Quoted passage:
--------------------------------------------------

Pricing information for each backend

Hey,

would rclone be interested in adding pricing information for each backend on the backend support page?

I would be willing to gather the initial data, maybe even write up a small javascript calculator so you can instantly see which backend is cheapest for your needs.

Kind regards,
ambiso

That is certainly an interesting idea!

It might be annoying to keep up to date.

The overview page might not be the best page for it - maybe it could be on its own page.

The input data could come from a google 'sheet and the release process could build the page from the 'sheet

Maybe rclone should have some affiliate links here too (clearly marked as supporting the project).

Some of the pricing structures for the providers are complicated though.

It might be annoying to keep up to date.

Certainly! But I feel like rclone could be the place where there is the most incentive to keep this up to date.

I guess the easiest prototype could be just a Google sheet? Although I think the data should be git tracked eventually, so you can issue updates via pull requests.

Affiliate links sound like a great way to support rclone devs.

--------------------------------------------------

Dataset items
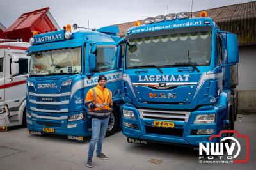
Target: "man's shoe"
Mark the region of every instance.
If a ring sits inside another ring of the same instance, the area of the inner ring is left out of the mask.
[[[93,167],[93,164],[92,164],[92,159],[88,158],[87,160],[87,164],[86,164],[88,167]]]
[[[108,159],[108,157],[104,155],[102,153],[97,154],[97,157],[101,159]]]

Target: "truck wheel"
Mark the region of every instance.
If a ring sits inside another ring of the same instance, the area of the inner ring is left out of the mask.
[[[106,136],[109,136],[115,134],[117,129],[118,117],[117,112],[115,107],[113,108],[111,114],[110,114],[109,121],[108,124]]]
[[[22,112],[22,126],[23,127],[27,127],[27,111],[26,110],[26,107],[23,110]]]
[[[236,91],[235,93],[235,108],[234,108],[234,120],[236,120],[236,118],[237,117],[237,114],[238,114],[238,92]]]
[[[234,129],[235,128],[235,123],[234,123],[234,112],[232,112],[232,109],[230,108],[230,111],[229,111],[229,123],[228,123],[228,129],[227,130],[232,130]],[[229,133],[229,136],[232,136],[234,133]]]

--------------------------------------------------

Work to complete:
**a)** In the discussion about backend pricing, where does the reply suggest the input data could come from?
**b)** Rescale all the Dataset items rows by writing out every line again, requests included, with each polygon coordinate in the answers multiplied by 2.3 and rounded to a whole number, halves rounded up. Leave the pictures out of your answer.

Per-task answers:
**a)** From a Google sheet, which the release process could then build the page from.

**b)**
Target: "man's shoe"
Mark the region of every instance.
If a ring sits inside another ring of the same instance, the area of the inner ring is left out of the mask.
[[[214,384],[214,377],[212,377],[212,366],[202,363],[200,368],[200,377],[198,377],[202,384]]]
[[[248,366],[248,361],[239,357],[235,352],[223,354],[223,361],[232,366]]]

Target: "truck wheel"
Mark the region of every instance.
If a ring sits inside another ring of the same instance, the area of the inner ring is left out of the mask.
[[[244,313],[251,313],[265,308],[269,297],[271,269],[269,258],[265,246],[260,248],[255,262],[253,262],[251,278],[248,285]]]
[[[51,258],[51,290],[53,292],[62,292],[62,255],[60,253],[60,246],[53,253]]]
[[[543,209],[541,214],[541,248],[538,248],[538,276],[543,276],[543,271],[545,269],[545,262],[547,262],[547,212]]]
[[[538,297],[541,294],[541,283],[538,283],[538,258],[534,258],[534,251],[529,248],[529,255],[527,255],[527,283],[524,283],[524,297],[522,299],[534,299]],[[527,306],[527,313],[534,313],[538,306]]]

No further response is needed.